++++ Text excerpt
Public procurement issues involving international trade in goods and services have been a point of contention and negotiation between the United States and the European Union (EU) in recent years. The United States and several U.S. states have an array of laws and guidelines that shape the circumstances under which foreign goods or services are granted access to U.S. public procurement markets. Various EU member states have similar legislation intended to safeguard domestic manufacturers and service providers from foreign competition. In recent years, the EU has been critical of what it perceives as a low rate of foreign vendor access to U.S. public procurement opportunities, arguing that roughly 85 percent of European public procurement opportunities are open to U.S. or other foreign competition, while only 32 percent of the U.S. public procurement market is open to EU or other foreign competition.

However, evidence presented later in this paper shows that certain countries and industries in the European Union are more open to foreign participation in procurement opportunities than others, just as regulations vary between jurisdictions, agencies, and industries within the United States. Furthermore, the methodologies used to calculate procurement openness differ significantly from one study to the next, and the majority of contemporary research on US-EU public procurement liberalization is written from a European perspective.
++++++++
++++ Data extract
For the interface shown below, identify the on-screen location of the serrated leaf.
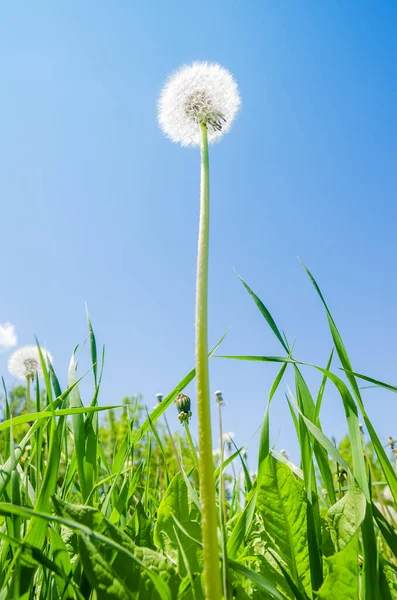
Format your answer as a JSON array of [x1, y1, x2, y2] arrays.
[[154, 473, 202, 577], [257, 455, 311, 594], [53, 498, 178, 600], [327, 478, 366, 551], [317, 535, 359, 600]]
++++++++
Given request:
Carry on the text about US-EU public procurement from its final sentence.

Response for this exercise:
While this paper examines the cross-border economic effects of procurement regimes, it must also be noted that procurement regulations in the United States and the EU at times affect the participation of local vendors within their respective borders. For example, policies that sometimes prevent European companies from bidding on contracts in neighboring countries have affected cross-border public procurement among EU member states. Such an environment could pose even greater challenges to firms in the United States and other non-EU countries, which do not benefit from EU domestic preference. A similar dynamic can be seen at times in the United States, such as in the existence of preference margins for state and municipal procurement that incentivize the purchase of goods and services from local companies rather than from out-of-state companies.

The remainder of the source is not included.